**TEXTO DE ORIGEM**
A Geração Z é assim – jovens e crianças de hoje – ultra conectada, questionadora e muito preocupada com o que vê e como são vistas nas redes sociais. Ela também é inquieta e impaciente, tem vontade de se expressar, às vezes com certa dificuldade nas relações reais, mas com imensa intimidade no mundo virtual. O que explica a proliferação de canais no Youtube ancorados pelos pequenos.
A desenvolta Roberta fez o primeiro vídeo aos 6 anos. Com a ajuda do pai, Sérgio Roberto Souza do Carmo, criou o canal “De pai para filha”. Naquele espaço virtual, compartilhavam receitas culinária e cozinhavam em família. A irmã mais nova, Raquel, 5, também gostou da ideia. No ano passado, a filha mais velha ganhou “Então Roberta?”, que registra mais de 8 milhões de visualizações. “A Roberta teve o desejo de fazer um conteúdo mais variado, então criamos um canal só para ela”, explica o pai. O antigo foi rebatizado para “Então Raquel?”. Desta forma, foi satisfeita a necessidade de exclusividade das duas.

(Entradas de rotulagem da posição de objetos)
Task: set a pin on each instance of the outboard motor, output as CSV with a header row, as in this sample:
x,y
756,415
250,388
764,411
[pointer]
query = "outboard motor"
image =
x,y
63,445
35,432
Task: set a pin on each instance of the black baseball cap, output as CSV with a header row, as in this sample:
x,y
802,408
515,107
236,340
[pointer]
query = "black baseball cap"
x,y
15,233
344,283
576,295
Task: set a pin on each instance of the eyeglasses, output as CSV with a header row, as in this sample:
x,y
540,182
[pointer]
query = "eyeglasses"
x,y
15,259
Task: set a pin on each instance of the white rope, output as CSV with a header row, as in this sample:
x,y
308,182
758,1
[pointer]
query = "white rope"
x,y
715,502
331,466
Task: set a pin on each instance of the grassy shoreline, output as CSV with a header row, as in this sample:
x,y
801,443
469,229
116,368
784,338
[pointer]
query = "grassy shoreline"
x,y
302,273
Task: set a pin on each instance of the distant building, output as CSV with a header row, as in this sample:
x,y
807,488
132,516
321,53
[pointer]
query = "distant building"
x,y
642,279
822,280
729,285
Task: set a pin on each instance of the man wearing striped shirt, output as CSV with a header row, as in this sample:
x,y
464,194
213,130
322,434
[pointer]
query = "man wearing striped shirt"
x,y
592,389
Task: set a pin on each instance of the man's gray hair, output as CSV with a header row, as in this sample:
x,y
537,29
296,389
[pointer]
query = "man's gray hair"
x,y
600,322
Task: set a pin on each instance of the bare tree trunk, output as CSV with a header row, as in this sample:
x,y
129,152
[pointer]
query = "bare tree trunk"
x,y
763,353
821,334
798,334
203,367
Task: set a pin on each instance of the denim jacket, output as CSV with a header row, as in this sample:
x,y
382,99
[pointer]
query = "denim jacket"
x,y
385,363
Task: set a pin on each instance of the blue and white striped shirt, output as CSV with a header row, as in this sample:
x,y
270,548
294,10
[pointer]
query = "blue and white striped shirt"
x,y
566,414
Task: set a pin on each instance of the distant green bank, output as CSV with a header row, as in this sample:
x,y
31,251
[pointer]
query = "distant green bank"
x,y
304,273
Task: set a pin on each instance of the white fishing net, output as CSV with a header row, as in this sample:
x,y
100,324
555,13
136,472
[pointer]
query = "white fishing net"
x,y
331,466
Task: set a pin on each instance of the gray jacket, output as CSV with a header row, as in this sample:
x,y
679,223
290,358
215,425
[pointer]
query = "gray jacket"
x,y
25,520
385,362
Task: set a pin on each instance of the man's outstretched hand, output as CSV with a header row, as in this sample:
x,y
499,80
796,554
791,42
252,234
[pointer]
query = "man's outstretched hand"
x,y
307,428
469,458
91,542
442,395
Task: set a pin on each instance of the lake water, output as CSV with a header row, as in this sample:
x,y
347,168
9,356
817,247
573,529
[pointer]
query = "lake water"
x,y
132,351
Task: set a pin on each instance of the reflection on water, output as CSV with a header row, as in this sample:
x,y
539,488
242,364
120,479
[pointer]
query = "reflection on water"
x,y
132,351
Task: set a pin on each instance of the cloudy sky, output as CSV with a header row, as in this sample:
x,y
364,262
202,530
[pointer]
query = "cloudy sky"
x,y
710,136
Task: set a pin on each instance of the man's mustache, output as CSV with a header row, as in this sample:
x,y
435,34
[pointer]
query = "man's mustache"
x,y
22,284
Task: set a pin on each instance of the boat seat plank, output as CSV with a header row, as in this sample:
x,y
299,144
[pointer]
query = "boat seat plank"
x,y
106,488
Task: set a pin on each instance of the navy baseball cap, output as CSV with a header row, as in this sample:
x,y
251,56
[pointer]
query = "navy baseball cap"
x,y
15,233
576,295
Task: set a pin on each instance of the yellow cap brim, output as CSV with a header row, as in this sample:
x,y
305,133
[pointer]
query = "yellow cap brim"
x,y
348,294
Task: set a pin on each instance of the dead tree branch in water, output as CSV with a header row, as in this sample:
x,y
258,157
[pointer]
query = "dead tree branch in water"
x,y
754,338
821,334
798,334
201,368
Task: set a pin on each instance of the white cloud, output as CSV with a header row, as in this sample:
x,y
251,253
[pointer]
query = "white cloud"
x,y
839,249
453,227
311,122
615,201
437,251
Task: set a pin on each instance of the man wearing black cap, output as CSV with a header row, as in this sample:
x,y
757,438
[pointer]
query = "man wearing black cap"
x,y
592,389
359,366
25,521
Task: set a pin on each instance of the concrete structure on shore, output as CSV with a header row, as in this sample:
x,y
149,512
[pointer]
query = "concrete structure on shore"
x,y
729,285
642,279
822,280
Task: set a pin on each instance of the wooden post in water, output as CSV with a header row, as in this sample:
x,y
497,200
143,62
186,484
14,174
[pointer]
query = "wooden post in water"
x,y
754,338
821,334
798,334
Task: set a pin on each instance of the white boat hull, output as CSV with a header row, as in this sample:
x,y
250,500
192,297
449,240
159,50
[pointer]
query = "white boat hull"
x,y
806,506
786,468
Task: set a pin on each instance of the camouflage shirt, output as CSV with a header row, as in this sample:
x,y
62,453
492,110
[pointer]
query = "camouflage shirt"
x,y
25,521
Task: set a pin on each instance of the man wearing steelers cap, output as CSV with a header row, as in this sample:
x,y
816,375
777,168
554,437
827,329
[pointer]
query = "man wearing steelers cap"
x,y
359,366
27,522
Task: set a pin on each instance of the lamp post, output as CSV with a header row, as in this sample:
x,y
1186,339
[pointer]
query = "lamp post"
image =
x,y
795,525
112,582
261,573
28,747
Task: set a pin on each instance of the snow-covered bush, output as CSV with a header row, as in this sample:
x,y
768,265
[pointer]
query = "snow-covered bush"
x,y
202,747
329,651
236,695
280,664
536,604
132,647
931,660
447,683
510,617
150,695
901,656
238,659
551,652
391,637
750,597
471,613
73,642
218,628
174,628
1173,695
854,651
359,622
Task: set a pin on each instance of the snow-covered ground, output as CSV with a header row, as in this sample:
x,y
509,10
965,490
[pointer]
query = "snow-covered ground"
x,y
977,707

**O QUE PRODUZIR**
Segundo o texto de origem, qual nome o canal "De pai para filha" recebeu depois de rebatizado?

**SOLUÇÃO DO EXERCÍCIO**
"Então Raquel?"